**Brief**
Print the following lines exactly, from the line with "bride's arm, giving" to the line with "Target: bride's arm".

** Start Stored data **

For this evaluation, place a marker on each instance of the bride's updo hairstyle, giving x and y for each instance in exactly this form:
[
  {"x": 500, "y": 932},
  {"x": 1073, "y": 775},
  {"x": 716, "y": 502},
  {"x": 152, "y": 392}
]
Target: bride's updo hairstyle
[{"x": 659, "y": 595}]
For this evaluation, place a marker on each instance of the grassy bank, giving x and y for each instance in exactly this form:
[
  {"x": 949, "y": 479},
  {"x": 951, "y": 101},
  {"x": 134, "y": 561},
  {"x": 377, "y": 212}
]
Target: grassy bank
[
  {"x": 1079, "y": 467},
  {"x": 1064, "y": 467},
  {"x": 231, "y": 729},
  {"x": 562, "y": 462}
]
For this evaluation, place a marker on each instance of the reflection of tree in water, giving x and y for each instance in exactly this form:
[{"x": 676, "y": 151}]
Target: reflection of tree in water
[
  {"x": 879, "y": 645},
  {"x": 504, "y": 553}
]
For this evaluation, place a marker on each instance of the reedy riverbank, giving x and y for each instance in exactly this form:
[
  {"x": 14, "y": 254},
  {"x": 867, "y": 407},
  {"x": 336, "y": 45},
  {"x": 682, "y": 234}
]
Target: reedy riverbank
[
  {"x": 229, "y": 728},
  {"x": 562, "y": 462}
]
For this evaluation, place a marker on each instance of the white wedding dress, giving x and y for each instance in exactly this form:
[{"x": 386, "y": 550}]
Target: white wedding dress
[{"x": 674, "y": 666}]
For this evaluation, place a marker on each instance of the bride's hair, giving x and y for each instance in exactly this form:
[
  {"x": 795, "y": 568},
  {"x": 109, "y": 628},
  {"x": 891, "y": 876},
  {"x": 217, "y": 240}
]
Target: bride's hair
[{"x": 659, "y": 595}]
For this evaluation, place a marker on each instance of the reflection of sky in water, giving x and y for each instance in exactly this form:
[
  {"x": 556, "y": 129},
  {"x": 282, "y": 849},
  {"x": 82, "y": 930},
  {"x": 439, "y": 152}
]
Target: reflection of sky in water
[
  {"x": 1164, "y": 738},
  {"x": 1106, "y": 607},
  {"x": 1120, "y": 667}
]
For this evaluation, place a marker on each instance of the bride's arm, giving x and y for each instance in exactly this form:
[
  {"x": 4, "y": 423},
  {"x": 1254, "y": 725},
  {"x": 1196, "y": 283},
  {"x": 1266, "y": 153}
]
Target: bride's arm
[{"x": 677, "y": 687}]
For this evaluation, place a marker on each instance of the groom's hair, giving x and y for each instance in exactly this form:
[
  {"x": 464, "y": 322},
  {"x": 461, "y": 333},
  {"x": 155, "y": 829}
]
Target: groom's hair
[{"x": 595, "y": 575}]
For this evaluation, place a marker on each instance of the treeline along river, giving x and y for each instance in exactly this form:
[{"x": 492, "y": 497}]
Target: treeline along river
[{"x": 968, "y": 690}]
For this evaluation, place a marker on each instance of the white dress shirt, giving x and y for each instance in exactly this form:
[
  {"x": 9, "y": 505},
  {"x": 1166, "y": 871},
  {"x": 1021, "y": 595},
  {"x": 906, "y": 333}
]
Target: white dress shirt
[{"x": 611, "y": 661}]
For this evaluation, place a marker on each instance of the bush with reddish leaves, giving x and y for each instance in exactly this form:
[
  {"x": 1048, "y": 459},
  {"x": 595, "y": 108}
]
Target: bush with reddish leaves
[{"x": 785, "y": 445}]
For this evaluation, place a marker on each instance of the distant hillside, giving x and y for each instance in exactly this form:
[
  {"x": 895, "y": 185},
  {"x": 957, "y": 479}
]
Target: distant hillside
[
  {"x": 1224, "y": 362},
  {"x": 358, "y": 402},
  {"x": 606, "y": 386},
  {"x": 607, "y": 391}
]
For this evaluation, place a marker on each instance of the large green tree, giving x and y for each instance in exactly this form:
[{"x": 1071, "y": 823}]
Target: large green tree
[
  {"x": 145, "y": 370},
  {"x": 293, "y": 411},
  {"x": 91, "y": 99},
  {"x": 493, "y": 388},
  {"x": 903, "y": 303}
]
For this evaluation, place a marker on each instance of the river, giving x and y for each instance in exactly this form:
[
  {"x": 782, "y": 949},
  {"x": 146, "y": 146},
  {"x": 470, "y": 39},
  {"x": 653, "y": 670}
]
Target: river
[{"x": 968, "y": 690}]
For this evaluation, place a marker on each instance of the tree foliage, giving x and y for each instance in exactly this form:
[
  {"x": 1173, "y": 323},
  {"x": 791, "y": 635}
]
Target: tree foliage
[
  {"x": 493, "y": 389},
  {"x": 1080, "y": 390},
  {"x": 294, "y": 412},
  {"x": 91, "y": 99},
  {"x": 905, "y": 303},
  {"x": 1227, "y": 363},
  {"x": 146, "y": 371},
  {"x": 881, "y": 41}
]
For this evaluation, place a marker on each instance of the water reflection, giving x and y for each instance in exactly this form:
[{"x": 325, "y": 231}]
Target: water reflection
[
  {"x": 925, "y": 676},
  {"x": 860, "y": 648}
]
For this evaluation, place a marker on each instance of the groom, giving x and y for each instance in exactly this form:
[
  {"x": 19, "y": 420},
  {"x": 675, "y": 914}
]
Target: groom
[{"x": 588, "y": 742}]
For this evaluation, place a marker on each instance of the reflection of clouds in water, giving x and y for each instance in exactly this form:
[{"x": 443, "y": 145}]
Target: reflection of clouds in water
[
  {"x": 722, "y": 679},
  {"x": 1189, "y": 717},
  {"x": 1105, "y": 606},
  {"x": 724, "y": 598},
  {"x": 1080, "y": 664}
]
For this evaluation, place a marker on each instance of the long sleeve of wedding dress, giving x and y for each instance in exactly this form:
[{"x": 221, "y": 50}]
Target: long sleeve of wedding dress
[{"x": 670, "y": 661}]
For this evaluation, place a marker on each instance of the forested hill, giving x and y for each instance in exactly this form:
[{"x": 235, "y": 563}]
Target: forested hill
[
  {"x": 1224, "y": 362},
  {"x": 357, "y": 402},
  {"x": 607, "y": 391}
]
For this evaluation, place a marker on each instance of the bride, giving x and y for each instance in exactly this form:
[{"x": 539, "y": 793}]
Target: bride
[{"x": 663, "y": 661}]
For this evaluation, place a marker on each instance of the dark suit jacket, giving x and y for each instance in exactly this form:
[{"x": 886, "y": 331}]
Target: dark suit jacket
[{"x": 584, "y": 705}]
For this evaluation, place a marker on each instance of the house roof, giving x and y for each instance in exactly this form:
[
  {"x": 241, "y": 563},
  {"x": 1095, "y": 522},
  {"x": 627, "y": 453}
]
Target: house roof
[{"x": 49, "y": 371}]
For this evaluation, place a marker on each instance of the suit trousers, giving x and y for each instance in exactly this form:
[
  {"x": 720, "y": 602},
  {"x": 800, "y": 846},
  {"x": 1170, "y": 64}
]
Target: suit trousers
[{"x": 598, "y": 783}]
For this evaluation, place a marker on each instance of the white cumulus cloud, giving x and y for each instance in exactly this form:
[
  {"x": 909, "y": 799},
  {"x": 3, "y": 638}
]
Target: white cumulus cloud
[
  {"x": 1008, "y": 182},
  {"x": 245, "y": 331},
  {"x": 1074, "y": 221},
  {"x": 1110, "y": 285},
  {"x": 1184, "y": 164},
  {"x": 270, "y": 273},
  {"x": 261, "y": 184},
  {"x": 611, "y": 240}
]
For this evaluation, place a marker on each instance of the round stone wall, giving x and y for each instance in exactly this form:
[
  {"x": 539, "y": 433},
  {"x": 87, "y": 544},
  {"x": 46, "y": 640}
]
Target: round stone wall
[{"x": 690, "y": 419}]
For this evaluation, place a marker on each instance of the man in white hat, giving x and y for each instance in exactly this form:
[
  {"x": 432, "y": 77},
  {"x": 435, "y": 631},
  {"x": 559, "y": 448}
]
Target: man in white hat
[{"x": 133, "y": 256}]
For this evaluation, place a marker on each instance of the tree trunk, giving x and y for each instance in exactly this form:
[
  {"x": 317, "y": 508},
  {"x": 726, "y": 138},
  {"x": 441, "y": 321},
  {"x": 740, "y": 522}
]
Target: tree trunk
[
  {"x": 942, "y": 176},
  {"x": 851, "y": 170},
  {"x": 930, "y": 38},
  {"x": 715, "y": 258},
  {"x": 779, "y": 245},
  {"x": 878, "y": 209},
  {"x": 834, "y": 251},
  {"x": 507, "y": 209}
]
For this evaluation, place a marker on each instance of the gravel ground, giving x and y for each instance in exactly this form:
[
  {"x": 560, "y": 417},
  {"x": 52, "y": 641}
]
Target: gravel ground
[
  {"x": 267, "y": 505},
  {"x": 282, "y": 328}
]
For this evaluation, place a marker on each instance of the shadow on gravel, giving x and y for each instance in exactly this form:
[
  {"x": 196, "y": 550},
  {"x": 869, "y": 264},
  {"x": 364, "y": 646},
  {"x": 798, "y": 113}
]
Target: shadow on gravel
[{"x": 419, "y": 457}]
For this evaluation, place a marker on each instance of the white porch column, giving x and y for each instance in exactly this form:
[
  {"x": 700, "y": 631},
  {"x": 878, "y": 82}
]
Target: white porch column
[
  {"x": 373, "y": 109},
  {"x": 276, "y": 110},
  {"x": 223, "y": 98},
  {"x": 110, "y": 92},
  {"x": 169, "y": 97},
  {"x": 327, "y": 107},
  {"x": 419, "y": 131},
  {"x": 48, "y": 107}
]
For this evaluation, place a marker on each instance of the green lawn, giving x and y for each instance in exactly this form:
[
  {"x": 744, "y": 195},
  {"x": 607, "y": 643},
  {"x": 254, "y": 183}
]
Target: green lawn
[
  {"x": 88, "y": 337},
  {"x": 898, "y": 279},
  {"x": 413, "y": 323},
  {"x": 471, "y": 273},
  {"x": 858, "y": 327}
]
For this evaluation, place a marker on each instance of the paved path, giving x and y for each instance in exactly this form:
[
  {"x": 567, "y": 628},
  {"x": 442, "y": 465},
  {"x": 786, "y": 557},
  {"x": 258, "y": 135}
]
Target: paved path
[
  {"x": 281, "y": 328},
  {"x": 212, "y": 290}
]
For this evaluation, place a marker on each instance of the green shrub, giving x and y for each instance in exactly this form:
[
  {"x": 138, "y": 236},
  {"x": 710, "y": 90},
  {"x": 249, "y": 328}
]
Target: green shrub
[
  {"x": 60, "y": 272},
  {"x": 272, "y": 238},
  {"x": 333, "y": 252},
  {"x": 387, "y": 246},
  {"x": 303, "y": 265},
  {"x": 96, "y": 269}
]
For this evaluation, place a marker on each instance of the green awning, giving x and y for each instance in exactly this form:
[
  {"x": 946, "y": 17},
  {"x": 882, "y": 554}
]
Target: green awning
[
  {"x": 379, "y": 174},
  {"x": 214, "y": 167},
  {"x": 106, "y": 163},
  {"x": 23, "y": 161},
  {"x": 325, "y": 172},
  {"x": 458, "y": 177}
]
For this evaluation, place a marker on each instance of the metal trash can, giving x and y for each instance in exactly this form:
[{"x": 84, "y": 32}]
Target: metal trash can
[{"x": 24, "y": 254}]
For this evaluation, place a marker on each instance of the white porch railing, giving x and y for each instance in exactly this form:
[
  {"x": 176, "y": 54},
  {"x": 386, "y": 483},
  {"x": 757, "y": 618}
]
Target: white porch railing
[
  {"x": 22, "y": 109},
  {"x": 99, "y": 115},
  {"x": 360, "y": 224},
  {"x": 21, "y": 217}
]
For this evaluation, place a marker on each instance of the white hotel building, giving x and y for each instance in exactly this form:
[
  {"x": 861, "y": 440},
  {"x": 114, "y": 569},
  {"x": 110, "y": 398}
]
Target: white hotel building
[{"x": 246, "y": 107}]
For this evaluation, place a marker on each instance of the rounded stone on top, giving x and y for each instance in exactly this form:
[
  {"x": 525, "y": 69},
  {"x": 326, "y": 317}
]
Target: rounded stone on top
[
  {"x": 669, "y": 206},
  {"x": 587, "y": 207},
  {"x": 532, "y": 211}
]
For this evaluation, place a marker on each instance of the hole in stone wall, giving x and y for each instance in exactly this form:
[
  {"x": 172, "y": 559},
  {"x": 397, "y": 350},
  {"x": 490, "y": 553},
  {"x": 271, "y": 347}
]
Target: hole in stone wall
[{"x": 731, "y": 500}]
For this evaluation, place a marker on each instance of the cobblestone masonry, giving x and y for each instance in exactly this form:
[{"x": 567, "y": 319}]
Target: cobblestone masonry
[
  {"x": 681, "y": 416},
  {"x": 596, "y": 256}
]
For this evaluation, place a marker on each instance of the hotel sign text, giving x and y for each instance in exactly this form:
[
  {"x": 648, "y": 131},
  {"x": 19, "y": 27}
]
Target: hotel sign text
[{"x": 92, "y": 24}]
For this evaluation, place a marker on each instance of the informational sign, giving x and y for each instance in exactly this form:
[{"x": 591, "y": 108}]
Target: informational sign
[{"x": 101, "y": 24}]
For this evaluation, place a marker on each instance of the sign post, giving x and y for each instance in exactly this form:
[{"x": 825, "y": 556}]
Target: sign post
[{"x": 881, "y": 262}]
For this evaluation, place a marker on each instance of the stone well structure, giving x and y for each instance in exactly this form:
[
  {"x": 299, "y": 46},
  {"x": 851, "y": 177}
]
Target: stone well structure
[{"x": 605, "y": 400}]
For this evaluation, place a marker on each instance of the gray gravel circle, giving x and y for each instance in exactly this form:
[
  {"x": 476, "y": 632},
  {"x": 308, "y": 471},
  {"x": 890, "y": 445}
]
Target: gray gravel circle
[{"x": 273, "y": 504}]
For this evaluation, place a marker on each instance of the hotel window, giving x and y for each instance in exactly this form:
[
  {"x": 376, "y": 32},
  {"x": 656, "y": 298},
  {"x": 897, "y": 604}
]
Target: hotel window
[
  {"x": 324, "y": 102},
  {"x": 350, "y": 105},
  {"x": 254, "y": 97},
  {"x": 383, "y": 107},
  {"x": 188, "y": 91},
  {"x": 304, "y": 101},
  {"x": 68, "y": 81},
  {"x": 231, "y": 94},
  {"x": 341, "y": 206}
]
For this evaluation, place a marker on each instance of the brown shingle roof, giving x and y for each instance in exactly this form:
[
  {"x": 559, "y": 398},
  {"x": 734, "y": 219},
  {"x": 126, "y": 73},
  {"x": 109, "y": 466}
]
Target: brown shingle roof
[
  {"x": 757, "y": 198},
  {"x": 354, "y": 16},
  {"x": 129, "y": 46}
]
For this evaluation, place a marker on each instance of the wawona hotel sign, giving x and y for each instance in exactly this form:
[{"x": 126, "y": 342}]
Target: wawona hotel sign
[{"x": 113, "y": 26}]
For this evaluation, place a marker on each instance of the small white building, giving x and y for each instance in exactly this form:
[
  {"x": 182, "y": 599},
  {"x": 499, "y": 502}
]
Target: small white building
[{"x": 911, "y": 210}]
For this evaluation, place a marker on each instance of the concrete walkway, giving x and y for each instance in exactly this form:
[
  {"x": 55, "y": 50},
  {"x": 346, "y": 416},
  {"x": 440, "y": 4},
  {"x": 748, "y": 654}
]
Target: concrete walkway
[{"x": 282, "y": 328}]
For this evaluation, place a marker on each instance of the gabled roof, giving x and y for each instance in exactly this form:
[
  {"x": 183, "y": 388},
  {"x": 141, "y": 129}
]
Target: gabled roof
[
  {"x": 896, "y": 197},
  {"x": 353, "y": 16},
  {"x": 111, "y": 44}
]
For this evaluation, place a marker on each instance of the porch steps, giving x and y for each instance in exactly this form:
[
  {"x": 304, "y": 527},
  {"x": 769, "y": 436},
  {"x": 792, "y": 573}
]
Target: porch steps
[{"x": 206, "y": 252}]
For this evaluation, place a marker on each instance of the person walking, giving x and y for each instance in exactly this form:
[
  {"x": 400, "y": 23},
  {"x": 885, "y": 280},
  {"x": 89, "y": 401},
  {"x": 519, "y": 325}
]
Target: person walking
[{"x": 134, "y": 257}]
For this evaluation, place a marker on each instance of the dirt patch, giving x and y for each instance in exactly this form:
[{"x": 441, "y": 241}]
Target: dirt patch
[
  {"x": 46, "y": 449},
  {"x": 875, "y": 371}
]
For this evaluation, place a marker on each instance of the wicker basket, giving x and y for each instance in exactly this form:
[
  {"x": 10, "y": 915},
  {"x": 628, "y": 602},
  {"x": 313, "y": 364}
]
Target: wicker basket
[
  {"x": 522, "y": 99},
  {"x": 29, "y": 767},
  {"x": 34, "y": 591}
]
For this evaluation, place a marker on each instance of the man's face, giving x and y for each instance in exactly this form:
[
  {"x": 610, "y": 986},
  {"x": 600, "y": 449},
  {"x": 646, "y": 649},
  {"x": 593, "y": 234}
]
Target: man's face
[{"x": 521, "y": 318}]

** End Stored data **

**Task output**
For this evaluation, place a marker on each instance of the bride's arm, giving x and y for each instance in exactly this form:
[
  {"x": 4, "y": 423},
  {"x": 1254, "y": 725},
  {"x": 1196, "y": 283},
  {"x": 1266, "y": 153}
]
Target: bride's arm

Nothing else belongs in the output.